Problem to work on »
If a record contains a picture, skip the picture and transcribe the rest exactly.

Data extract »

────────────────────

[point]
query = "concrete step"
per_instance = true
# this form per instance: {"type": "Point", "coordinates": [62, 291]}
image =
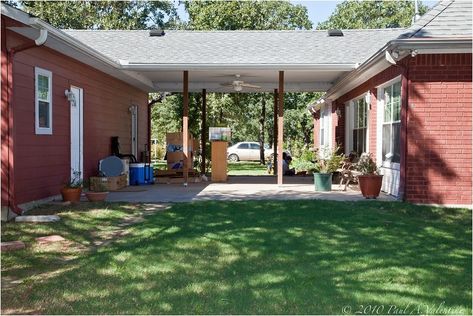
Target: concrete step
{"type": "Point", "coordinates": [12, 245]}
{"type": "Point", "coordinates": [37, 218]}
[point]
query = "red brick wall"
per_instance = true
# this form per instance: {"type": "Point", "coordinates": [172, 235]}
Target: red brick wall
{"type": "Point", "coordinates": [42, 162]}
{"type": "Point", "coordinates": [439, 131]}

────────────────────

Output of the task »
[point]
query = "concrete step"
per_instance = true
# this form per instance: {"type": "Point", "coordinates": [62, 291]}
image =
Target: concrete step
{"type": "Point", "coordinates": [12, 245]}
{"type": "Point", "coordinates": [37, 218]}
[point]
query = "red brick wall"
per_instance = true
# this form per instance: {"type": "Point", "coordinates": [172, 235]}
Target: red brick wall
{"type": "Point", "coordinates": [42, 162]}
{"type": "Point", "coordinates": [439, 131]}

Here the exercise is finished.